* What is asked: Can you write out every one of the lines below word for word, leaving out the pictures?
──────────────────────────────
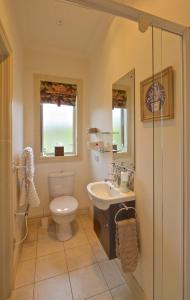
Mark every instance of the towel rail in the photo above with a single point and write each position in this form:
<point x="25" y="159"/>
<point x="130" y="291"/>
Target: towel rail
<point x="125" y="207"/>
<point x="16" y="167"/>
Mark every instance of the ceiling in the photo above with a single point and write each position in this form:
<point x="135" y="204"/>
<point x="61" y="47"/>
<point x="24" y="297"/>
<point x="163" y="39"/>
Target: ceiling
<point x="59" y="25"/>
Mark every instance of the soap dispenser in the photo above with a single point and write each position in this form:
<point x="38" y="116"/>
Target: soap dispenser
<point x="124" y="182"/>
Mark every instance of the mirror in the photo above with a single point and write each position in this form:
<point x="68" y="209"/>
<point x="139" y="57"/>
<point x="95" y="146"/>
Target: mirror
<point x="123" y="118"/>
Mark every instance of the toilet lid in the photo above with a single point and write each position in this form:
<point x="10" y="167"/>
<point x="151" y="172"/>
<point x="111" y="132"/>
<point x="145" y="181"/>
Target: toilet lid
<point x="63" y="205"/>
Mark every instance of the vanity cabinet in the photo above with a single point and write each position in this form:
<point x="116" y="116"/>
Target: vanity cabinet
<point x="105" y="227"/>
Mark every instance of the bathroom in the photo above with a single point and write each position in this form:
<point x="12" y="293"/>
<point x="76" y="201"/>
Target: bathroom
<point x="63" y="42"/>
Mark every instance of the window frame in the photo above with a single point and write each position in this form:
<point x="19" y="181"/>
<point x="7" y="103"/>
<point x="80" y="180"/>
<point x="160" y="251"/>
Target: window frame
<point x="38" y="115"/>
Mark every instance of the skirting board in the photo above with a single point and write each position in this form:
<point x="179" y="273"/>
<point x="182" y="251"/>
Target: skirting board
<point x="82" y="211"/>
<point x="135" y="287"/>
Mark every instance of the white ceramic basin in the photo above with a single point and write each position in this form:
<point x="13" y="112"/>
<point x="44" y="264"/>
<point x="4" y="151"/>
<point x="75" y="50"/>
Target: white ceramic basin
<point x="103" y="194"/>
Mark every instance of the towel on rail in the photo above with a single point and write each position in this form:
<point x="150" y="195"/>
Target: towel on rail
<point x="127" y="244"/>
<point x="28" y="190"/>
<point x="22" y="181"/>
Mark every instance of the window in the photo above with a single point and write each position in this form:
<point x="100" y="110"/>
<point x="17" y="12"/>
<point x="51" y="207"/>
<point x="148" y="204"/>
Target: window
<point x="119" y="121"/>
<point x="58" y="117"/>
<point x="58" y="128"/>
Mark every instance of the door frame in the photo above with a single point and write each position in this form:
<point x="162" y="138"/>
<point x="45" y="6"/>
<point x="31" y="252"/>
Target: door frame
<point x="125" y="11"/>
<point x="6" y="210"/>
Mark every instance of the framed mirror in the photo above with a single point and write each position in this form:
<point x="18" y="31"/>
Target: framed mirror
<point x="123" y="118"/>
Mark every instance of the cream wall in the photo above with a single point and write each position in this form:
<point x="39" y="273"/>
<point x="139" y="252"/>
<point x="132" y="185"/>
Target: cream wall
<point x="8" y="21"/>
<point x="123" y="49"/>
<point x="51" y="62"/>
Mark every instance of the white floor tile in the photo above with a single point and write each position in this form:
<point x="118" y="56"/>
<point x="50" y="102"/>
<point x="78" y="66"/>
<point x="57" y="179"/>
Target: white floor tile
<point x="111" y="273"/>
<point x="48" y="246"/>
<point x="32" y="232"/>
<point x="79" y="238"/>
<point x="28" y="251"/>
<point x="87" y="282"/>
<point x="98" y="251"/>
<point x="50" y="265"/>
<point x="47" y="233"/>
<point x="24" y="293"/>
<point x="104" y="296"/>
<point x="25" y="273"/>
<point x="57" y="288"/>
<point x="86" y="221"/>
<point x="79" y="257"/>
<point x="122" y="293"/>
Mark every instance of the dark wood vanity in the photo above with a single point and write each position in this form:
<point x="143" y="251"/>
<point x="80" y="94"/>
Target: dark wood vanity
<point x="105" y="227"/>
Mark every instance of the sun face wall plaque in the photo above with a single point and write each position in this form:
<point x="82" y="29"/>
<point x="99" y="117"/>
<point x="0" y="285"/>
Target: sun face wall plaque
<point x="157" y="100"/>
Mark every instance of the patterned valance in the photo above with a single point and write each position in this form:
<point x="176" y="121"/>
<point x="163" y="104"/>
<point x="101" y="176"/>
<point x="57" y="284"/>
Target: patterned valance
<point x="119" y="98"/>
<point x="58" y="93"/>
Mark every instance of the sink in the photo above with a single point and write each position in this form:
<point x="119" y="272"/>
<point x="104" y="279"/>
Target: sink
<point x="103" y="194"/>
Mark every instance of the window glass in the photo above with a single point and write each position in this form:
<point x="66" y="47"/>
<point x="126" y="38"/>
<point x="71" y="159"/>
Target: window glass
<point x="58" y="128"/>
<point x="119" y="121"/>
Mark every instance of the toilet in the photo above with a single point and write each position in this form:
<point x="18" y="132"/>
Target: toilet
<point x="63" y="206"/>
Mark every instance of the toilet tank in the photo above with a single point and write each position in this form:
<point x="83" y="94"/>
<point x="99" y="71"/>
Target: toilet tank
<point x="60" y="184"/>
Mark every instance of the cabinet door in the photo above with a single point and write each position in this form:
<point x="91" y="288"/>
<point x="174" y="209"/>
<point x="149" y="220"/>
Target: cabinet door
<point x="101" y="227"/>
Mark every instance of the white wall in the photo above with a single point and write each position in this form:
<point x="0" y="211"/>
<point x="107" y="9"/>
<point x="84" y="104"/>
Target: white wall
<point x="176" y="11"/>
<point x="123" y="49"/>
<point x="48" y="62"/>
<point x="8" y="21"/>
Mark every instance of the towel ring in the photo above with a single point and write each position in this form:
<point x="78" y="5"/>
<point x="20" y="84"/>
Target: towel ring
<point x="125" y="207"/>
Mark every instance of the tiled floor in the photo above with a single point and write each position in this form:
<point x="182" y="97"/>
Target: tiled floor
<point x="77" y="269"/>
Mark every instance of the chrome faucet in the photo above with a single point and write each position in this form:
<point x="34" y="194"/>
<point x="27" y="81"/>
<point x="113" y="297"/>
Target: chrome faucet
<point x="121" y="167"/>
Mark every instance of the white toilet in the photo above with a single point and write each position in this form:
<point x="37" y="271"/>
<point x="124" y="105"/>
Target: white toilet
<point x="63" y="206"/>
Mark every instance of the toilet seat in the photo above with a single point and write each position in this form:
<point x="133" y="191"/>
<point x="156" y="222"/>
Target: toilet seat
<point x="63" y="205"/>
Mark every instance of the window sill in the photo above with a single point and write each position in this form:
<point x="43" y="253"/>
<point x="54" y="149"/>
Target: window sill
<point x="53" y="159"/>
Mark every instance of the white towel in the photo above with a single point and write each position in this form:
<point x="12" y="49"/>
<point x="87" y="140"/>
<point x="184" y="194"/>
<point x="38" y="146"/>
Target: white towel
<point x="28" y="191"/>
<point x="22" y="182"/>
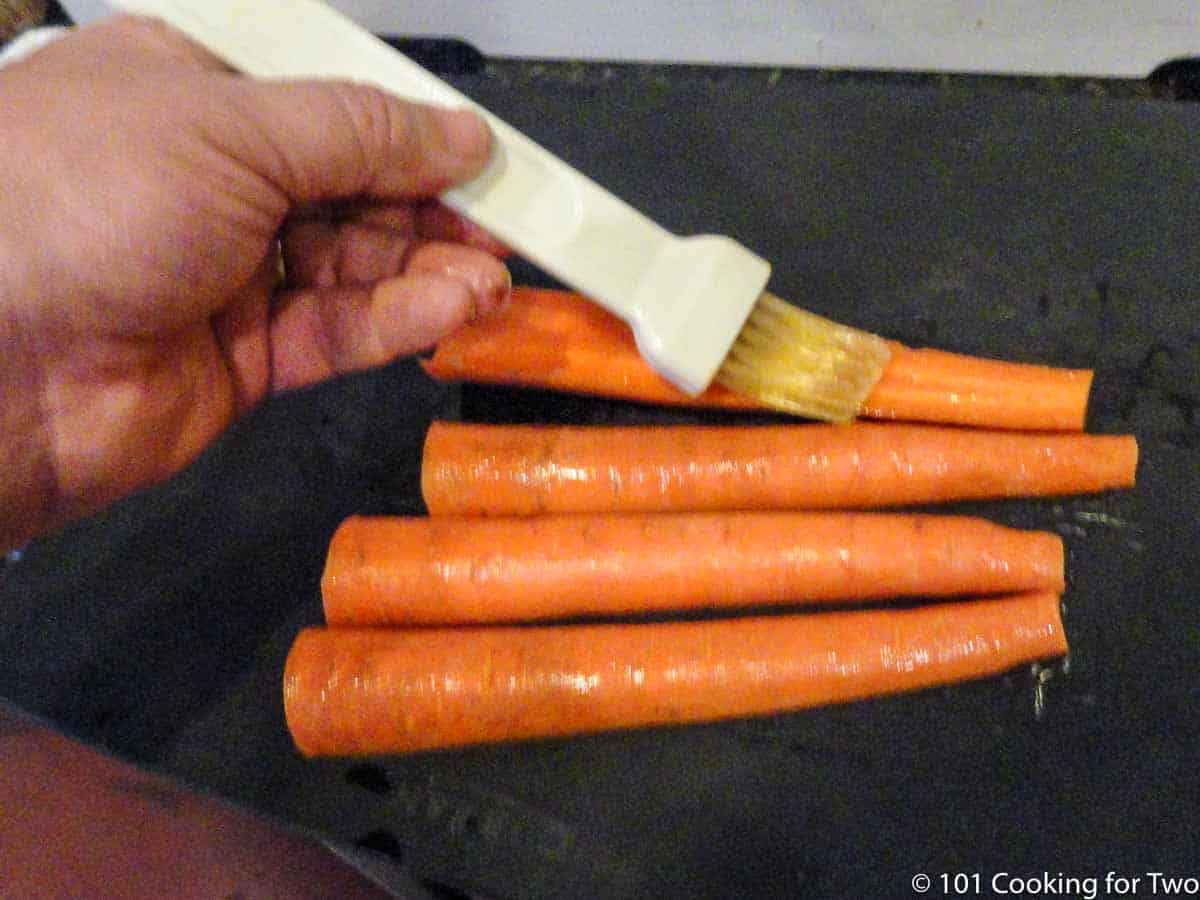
──────────────────────────────
* Written answer:
Mark every instance of the towel rail in the photo above with a single point and write each position in this form:
<point x="25" y="159"/>
<point x="130" y="291"/>
Target: towel rail
<point x="125" y="207"/>
<point x="16" y="167"/>
Mark every instance of the ceiling in the photo above with a single point and write each position in this form:
<point x="135" y="204"/>
<point x="61" y="47"/>
<point x="24" y="297"/>
<point x="163" y="39"/>
Target: ceiling
<point x="59" y="25"/>
Mark every instance of the soap dispenser in the photo above with a single point and write each position in this form:
<point x="38" y="116"/>
Target: soap dispenser
<point x="124" y="182"/>
Mark every instance of the mirror in the photo above with a single point and write each position in this form:
<point x="68" y="209"/>
<point x="139" y="57"/>
<point x="95" y="146"/>
Target: mirror
<point x="123" y="118"/>
Mark every instance of the toilet lid in the photo above with a single point and write each position in this form:
<point x="10" y="167"/>
<point x="151" y="172"/>
<point x="111" y="132"/>
<point x="145" y="181"/>
Target: toilet lid
<point x="63" y="205"/>
Mark every instance of the vanity cabinet in the photo above with a single point and write each position in this form:
<point x="116" y="116"/>
Target: vanity cabinet
<point x="105" y="227"/>
Mark every instance of the bathroom in the photo above with a single point and write each position in this form:
<point x="12" y="293"/>
<point x="76" y="201"/>
Target: bathroom
<point x="63" y="42"/>
Mark every instance of the window frame in the photo above with a single point and write each position in this form:
<point x="19" y="181"/>
<point x="7" y="103"/>
<point x="80" y="180"/>
<point x="160" y="251"/>
Target: window frame
<point x="38" y="115"/>
Mark every instance of the skirting board in the photo above with a single point and write each position in this form:
<point x="179" y="273"/>
<point x="182" y="251"/>
Target: skirting board
<point x="82" y="211"/>
<point x="135" y="287"/>
Mark every instance of the white ceramic basin in the photo above with a single point and write each position in this form:
<point x="13" y="112"/>
<point x="44" y="264"/>
<point x="4" y="151"/>
<point x="75" y="50"/>
Target: white ceramic basin
<point x="103" y="194"/>
Mark every instance of the towel on rail in the photo above with a single point and write each position in this form:
<point x="150" y="195"/>
Target: towel on rail
<point x="127" y="244"/>
<point x="28" y="190"/>
<point x="22" y="181"/>
Mark every instance of the window in the photo above with a single point and write each position in this form:
<point x="100" y="110"/>
<point x="17" y="12"/>
<point x="51" y="207"/>
<point x="148" y="204"/>
Target: window
<point x="119" y="121"/>
<point x="58" y="117"/>
<point x="58" y="128"/>
Mark every instance of the door frame in the photo above with a single point and write each position in this form:
<point x="162" y="138"/>
<point x="45" y="6"/>
<point x="31" y="252"/>
Target: door frame
<point x="125" y="11"/>
<point x="6" y="210"/>
Mark every instance of the framed mirror in the photo above with a single point and write each position in this form:
<point x="18" y="31"/>
Target: framed mirror
<point x="123" y="118"/>
Mark every instance of the cream wall in the photo above with a single point and write each position in this form:
<point x="39" y="273"/>
<point x="139" y="252"/>
<point x="132" y="185"/>
Target: cream wall
<point x="8" y="21"/>
<point x="123" y="49"/>
<point x="51" y="62"/>
Mark every instance of the white floor tile in the photo above with a single point and write each position in this form:
<point x="118" y="56"/>
<point x="50" y="102"/>
<point x="78" y="66"/>
<point x="57" y="179"/>
Target: white floor tile
<point x="111" y="273"/>
<point x="48" y="246"/>
<point x="32" y="232"/>
<point x="79" y="238"/>
<point x="28" y="251"/>
<point x="87" y="282"/>
<point x="98" y="251"/>
<point x="50" y="265"/>
<point x="47" y="233"/>
<point x="24" y="293"/>
<point x="104" y="296"/>
<point x="25" y="273"/>
<point x="57" y="288"/>
<point x="86" y="221"/>
<point x="79" y="257"/>
<point x="122" y="293"/>
Mark every instance of the dark wood vanity in the photo above with a single point and write each position in this form:
<point x="143" y="251"/>
<point x="80" y="94"/>
Target: dark wood vanity
<point x="105" y="227"/>
Mark every instance of the sun face wall plaque in the photo above with a single point and write each position in this form:
<point x="82" y="29"/>
<point x="99" y="117"/>
<point x="0" y="285"/>
Target: sun face wall plaque
<point x="157" y="100"/>
Mark every instance of the patterned valance in the photo above with a single point and write each position in this form:
<point x="176" y="121"/>
<point x="163" y="104"/>
<point x="101" y="176"/>
<point x="57" y="284"/>
Target: patterned valance
<point x="119" y="98"/>
<point x="58" y="93"/>
Mark every instance of the sink in the photo above with a single point and write each position in this form:
<point x="119" y="272"/>
<point x="104" y="279"/>
Target: sink
<point x="103" y="194"/>
Mark every instance of the window glass in the photo above with a single point and write each position in this form:
<point x="66" y="47"/>
<point x="126" y="38"/>
<point x="71" y="159"/>
Target: window glass
<point x="58" y="128"/>
<point x="119" y="121"/>
Mark every instance of the toilet in the photo above with a single point and write each position in this form:
<point x="18" y="132"/>
Target: toilet
<point x="63" y="206"/>
Mark every instance of the toilet tank in the photo above with a single point and write each position in this form:
<point x="83" y="94"/>
<point x="99" y="71"/>
Target: toilet tank
<point x="60" y="184"/>
Mark every instance of the cabinet door in the photo above with a single point and write each position in this form:
<point x="91" y="288"/>
<point x="174" y="209"/>
<point x="149" y="220"/>
Target: cabinet door
<point x="101" y="227"/>
Mark every instance of the white wall in the photo above with a single point and write each position in this form:
<point x="0" y="211"/>
<point x="107" y="9"/>
<point x="84" y="104"/>
Target: white wall
<point x="176" y="11"/>
<point x="123" y="49"/>
<point x="48" y="62"/>
<point x="8" y="21"/>
Mark every instance of the towel ring in the photo above with a single point and write each position in this form:
<point x="78" y="5"/>
<point x="20" y="84"/>
Target: towel ring
<point x="125" y="207"/>
Mark every instance of the tiled floor in the photo above with a single point and write each position in this form:
<point x="182" y="97"/>
Target: tiled floor
<point x="77" y="269"/>
Mark every instance of the chrome faucet in the photo above with a single point and write each position in this form:
<point x="34" y="194"/>
<point x="27" y="81"/>
<point x="113" y="297"/>
Target: chrome faucet
<point x="121" y="167"/>
Mark every instance of the white toilet in the photo above with a single point and write each position in this form:
<point x="37" y="271"/>
<point x="124" y="105"/>
Target: white toilet
<point x="63" y="206"/>
Mark every instance of the toilet seat in the photo above with a single point and write each position in this form:
<point x="133" y="191"/>
<point x="156" y="222"/>
Target: toilet seat
<point x="63" y="205"/>
Mark every instance of the window sill in the photo above with a single point and write each position in this form:
<point x="43" y="253"/>
<point x="54" y="149"/>
Target: window sill
<point x="53" y="159"/>
Mark every instance of the white towel in the photo above with a single point and write each position in this form:
<point x="12" y="49"/>
<point x="87" y="140"/>
<point x="184" y="194"/>
<point x="38" y="146"/>
Target: white towel
<point x="28" y="191"/>
<point x="22" y="182"/>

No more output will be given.